>> BEGIN Material provided

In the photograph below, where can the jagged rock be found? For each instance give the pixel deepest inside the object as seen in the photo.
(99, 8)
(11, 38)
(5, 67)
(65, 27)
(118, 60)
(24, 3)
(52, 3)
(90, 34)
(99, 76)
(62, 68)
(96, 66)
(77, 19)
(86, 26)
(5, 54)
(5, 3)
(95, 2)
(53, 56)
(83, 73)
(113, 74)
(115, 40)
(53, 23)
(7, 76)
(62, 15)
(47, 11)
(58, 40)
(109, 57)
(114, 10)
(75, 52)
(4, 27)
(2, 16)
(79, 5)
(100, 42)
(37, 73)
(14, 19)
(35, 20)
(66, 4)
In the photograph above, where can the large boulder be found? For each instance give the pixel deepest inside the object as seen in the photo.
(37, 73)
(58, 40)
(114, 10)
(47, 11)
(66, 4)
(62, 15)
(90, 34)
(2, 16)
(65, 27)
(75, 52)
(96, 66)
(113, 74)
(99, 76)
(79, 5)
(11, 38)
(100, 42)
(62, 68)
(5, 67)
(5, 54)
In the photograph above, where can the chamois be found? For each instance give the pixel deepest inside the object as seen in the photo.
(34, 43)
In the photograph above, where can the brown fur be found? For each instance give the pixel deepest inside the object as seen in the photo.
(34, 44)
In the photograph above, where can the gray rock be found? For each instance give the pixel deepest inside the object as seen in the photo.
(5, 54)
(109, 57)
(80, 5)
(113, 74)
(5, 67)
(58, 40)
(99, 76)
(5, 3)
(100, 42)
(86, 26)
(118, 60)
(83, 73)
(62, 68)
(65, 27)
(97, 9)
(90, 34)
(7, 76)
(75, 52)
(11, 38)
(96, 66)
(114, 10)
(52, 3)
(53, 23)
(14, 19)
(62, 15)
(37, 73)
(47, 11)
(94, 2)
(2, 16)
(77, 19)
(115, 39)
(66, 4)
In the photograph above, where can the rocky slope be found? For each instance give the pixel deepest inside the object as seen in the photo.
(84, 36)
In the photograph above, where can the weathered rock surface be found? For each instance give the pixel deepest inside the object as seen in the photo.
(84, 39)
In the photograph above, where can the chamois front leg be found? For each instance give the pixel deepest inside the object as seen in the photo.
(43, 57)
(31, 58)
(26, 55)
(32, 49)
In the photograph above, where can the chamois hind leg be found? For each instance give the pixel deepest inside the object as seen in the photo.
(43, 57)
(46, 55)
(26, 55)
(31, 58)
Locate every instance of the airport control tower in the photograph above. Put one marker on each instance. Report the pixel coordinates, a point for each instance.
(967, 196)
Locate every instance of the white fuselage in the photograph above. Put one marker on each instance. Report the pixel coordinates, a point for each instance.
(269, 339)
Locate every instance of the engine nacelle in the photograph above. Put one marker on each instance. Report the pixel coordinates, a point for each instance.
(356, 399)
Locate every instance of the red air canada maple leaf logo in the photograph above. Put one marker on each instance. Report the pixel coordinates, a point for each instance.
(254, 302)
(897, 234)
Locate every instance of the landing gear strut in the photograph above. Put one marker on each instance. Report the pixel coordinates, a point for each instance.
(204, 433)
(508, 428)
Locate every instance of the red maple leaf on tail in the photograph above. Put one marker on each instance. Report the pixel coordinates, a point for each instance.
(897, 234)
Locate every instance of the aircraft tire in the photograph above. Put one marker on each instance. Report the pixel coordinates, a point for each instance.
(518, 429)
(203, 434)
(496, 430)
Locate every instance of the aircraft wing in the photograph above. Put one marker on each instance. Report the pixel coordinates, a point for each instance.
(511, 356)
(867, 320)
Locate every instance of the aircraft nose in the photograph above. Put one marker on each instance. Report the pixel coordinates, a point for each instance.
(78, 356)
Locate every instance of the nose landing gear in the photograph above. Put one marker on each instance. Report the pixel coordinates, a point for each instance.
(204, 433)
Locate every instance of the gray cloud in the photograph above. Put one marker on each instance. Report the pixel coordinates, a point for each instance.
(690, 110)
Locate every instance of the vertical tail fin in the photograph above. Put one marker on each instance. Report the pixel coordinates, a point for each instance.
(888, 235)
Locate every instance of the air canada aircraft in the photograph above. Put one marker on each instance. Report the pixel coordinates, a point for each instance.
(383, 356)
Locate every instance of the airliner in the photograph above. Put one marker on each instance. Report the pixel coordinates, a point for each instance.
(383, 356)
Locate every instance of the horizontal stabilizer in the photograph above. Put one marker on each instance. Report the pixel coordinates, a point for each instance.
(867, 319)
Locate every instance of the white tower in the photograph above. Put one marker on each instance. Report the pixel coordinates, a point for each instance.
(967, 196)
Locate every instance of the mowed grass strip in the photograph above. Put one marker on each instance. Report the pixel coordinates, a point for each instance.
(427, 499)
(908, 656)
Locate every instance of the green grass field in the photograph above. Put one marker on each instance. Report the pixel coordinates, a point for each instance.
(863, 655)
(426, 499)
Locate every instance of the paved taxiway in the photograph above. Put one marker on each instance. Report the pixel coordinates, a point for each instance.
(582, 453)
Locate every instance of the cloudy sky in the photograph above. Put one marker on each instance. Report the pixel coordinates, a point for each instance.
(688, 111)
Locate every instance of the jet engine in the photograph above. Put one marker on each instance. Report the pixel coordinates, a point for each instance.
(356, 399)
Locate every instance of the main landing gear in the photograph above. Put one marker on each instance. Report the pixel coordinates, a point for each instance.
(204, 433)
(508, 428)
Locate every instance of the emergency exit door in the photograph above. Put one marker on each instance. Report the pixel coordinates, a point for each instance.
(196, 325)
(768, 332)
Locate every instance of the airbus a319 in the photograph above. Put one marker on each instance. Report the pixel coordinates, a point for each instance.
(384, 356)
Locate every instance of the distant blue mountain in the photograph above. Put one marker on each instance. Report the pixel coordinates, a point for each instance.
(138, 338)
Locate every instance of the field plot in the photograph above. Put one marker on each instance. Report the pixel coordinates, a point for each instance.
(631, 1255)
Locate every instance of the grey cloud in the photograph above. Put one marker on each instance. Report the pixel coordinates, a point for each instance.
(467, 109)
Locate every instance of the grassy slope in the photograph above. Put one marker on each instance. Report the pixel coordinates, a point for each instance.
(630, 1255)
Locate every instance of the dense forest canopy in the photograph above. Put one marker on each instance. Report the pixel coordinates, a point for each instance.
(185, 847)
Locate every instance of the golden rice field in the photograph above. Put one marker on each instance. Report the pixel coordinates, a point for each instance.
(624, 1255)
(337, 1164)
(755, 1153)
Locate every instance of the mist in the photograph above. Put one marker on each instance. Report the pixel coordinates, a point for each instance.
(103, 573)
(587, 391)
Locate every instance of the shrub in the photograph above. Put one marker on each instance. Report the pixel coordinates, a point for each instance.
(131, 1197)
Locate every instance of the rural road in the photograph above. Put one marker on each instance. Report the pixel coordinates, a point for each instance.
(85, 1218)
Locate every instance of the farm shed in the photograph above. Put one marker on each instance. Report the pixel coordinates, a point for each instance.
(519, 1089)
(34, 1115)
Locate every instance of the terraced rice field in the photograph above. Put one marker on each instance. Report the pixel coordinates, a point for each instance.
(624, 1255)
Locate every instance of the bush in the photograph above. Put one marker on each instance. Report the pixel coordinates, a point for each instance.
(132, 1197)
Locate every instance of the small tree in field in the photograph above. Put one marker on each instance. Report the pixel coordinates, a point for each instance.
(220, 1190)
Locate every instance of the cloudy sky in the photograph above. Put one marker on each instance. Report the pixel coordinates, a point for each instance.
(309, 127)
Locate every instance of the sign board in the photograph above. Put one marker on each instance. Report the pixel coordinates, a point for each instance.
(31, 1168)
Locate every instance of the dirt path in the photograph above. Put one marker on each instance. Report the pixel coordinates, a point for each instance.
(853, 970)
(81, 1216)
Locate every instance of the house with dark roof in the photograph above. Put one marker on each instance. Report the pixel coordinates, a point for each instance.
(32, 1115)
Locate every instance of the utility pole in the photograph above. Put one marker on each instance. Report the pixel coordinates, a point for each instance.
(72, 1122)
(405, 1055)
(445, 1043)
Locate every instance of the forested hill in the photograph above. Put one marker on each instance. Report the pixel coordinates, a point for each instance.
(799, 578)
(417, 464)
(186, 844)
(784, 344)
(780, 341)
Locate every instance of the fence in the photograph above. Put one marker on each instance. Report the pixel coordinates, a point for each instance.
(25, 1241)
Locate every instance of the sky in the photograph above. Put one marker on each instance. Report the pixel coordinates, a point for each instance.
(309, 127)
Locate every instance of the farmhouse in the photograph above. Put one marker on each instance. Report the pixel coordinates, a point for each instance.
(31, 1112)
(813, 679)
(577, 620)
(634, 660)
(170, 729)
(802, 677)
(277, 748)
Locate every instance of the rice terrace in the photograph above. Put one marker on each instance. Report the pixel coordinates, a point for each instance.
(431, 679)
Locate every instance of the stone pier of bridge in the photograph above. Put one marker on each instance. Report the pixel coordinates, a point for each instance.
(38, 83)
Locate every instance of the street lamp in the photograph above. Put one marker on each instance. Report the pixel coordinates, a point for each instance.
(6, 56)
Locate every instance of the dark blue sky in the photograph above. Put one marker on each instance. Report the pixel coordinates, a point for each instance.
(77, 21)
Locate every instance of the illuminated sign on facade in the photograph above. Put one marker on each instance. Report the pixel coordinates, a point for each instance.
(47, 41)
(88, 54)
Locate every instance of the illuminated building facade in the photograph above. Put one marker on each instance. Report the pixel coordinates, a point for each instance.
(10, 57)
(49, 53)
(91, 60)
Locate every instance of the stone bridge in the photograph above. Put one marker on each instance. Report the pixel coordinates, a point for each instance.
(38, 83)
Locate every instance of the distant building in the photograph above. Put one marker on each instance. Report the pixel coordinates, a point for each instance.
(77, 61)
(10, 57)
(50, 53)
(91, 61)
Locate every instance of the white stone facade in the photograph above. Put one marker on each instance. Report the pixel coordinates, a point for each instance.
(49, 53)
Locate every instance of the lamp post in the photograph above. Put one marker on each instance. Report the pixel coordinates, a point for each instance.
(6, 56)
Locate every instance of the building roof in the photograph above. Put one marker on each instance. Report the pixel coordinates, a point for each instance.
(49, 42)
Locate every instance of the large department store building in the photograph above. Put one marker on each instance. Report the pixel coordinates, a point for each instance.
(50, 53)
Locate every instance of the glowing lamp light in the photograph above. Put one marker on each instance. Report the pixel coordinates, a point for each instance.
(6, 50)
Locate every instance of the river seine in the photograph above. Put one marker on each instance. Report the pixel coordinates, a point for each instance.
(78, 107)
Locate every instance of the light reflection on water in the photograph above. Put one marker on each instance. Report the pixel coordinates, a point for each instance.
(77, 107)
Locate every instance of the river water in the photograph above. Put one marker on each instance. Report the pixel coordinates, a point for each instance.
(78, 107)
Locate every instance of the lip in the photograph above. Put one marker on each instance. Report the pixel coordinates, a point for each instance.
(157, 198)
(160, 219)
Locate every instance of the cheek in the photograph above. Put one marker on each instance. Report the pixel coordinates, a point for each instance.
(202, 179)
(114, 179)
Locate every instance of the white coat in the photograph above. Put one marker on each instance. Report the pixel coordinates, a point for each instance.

>> END Material provided

> _What you have to do_: From the line containing "Locate every instance of the building" through the closing line of the material above, return every line exactly and omit all others.

> _Complete answer_:
Locate every instance of the building roof in the photograph above. Put one marker on each instance. Report the pixel coordinates, a point for each instance.
(49, 42)
Locate every instance of the large department store building in the photograph above. Put one marker on each instance. Report the pixel coordinates, a point for each instance.
(50, 53)
Locate every instance of the glowing lamp light in the photograph above. Put one marker on each instance. Report the pixel coordinates, a point for each instance.
(6, 50)
Locate every instance of the river seine in the photograph above. Put one marker on each instance. Report the pixel coordinates, a point for each instance.
(78, 107)
Locate every instance of the light reflection on water in the photograph above. Put one marker on each instance. Report the pixel coordinates, a point for each instance.
(77, 107)
Locate every instance of the river water in the photograph above. Put one marker on each instance. Report the pixel coordinates, a point for each instance.
(78, 107)
Locate every instance of the lip in the photograph above. Put one marker on each instance. Report the pixel coordinates, a point for each instance.
(157, 198)
(160, 219)
Locate every instance of the cheek in the photograph above. Put one marker on each instance. Report the pixel coordinates, a point for each instance.
(202, 179)
(114, 179)
Locate every instance of the white coat in the photograph above. Put one marker on each instance. Report the pixel coordinates, a point for each instance.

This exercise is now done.